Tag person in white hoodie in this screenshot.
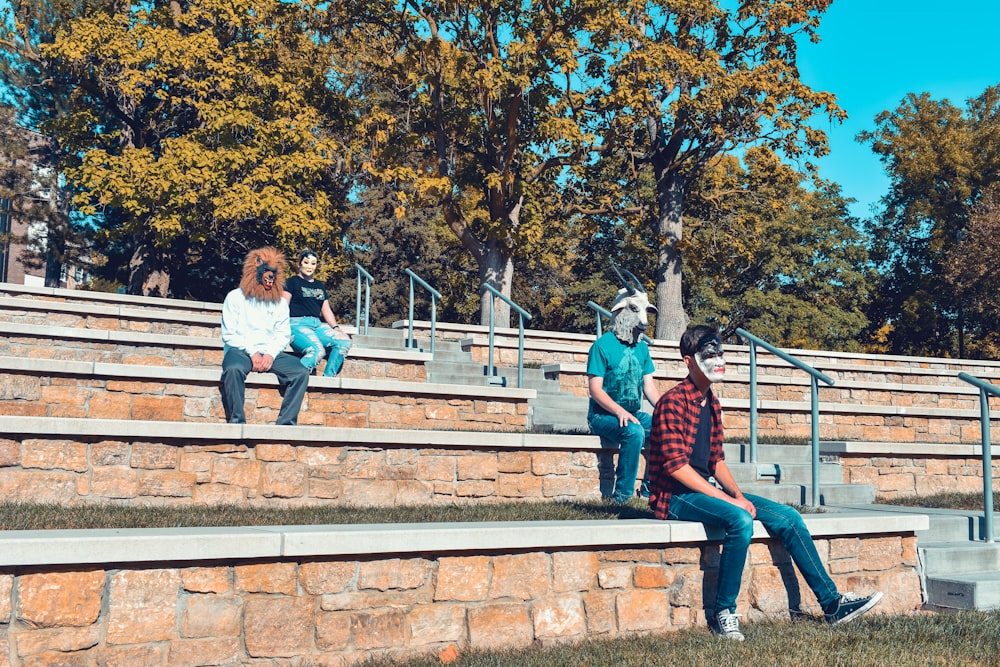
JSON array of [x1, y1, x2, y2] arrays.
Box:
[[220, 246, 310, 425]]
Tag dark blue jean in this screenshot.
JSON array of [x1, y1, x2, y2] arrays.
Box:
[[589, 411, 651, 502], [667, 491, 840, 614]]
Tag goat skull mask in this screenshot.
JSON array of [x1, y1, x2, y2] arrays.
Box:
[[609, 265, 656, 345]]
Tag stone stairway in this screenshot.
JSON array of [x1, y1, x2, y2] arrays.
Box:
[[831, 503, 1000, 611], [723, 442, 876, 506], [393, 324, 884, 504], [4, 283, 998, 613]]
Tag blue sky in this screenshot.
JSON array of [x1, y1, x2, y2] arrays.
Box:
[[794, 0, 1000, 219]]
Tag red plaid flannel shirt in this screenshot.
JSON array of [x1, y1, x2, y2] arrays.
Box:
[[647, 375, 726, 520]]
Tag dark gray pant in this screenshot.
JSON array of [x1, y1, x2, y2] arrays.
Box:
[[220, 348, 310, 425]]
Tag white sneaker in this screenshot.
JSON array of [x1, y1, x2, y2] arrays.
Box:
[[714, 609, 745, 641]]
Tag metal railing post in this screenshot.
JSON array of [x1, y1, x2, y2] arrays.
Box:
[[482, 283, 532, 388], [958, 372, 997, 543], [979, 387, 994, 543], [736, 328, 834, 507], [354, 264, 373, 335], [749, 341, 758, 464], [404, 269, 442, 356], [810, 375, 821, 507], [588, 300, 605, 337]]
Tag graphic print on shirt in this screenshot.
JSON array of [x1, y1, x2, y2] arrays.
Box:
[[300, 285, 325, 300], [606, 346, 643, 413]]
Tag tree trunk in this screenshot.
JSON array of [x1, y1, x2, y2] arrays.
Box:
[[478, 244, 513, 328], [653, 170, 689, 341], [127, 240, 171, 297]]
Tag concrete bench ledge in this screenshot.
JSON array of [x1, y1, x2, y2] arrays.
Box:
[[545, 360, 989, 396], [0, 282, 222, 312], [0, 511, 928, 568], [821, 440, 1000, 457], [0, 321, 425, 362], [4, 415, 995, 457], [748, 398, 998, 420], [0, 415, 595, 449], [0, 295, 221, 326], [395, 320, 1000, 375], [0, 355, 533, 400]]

--*--

> **PROBLEM DETAILS**: Output all entries unchanged; skip the pictures.

> **EXERCISE RESPONSE**:
Tag person in white hoodie in this screenshot.
JSON array of [x1, y1, x2, y2] arrays.
Box:
[[220, 246, 310, 425]]
Tag dark blue jean in this screenshot.
JSON array of [x1, y1, x2, y2] arrays.
Box:
[[589, 411, 651, 502], [667, 491, 840, 614]]
Tag goat skull mask in this screenshot.
JSON array of [x1, y1, x2, y2] arrays.
Box:
[[609, 265, 656, 345]]
Tag stone stairway in this screenshot.
JSON array of [x1, y1, x2, y2] arrays.
Box:
[[831, 503, 1000, 611], [723, 442, 876, 506], [393, 324, 884, 504], [4, 283, 998, 613]]
Tag blue sky in this screenshot.
JSON array of [x1, y1, x2, y2] arrays.
Box:
[[794, 0, 1000, 219]]
Tag red plaid flannel shirt in this screenshot.
JSON array of [x1, y1, x2, y2] arrays.
Box:
[[647, 375, 726, 520]]
Tag dark gray pant in this screenshot.
JSON array of [x1, y1, x2, y2] arrays.
Box:
[[220, 348, 310, 425]]
Tag white sneaker in this screenshot.
JSON array of [x1, y1, x2, y2] arrays.
Box:
[[714, 609, 745, 641]]
Tag metal railing post in this screenshot.
JSON array of [x1, y1, x2, y2] arrays.
Box:
[[482, 283, 532, 388], [958, 372, 997, 543], [979, 387, 994, 543], [736, 328, 834, 507], [354, 264, 373, 335], [749, 341, 758, 464], [404, 269, 442, 356], [810, 375, 821, 507], [588, 300, 605, 337]]
Tag graphic print on shirt in this screenshot.
JSON array of [x1, y1, x2, y2] arrays.
Box:
[[300, 285, 325, 300], [606, 346, 643, 413]]
Tag tree trunk in this screenshot.
JSON array of [x1, y1, x2, y2] arrays.
Box:
[[478, 244, 513, 328], [653, 170, 689, 341], [127, 240, 171, 297]]
Tag concrete bench ledge in this screenshot.
JSON array of [x1, y1, x2, y2] arrays.
Box:
[[545, 360, 989, 396], [0, 282, 222, 312], [0, 511, 928, 568], [821, 440, 1000, 457], [0, 321, 425, 362], [4, 415, 995, 457], [748, 398, 998, 420], [0, 415, 595, 449], [0, 295, 221, 326], [395, 320, 1000, 375], [0, 355, 533, 400]]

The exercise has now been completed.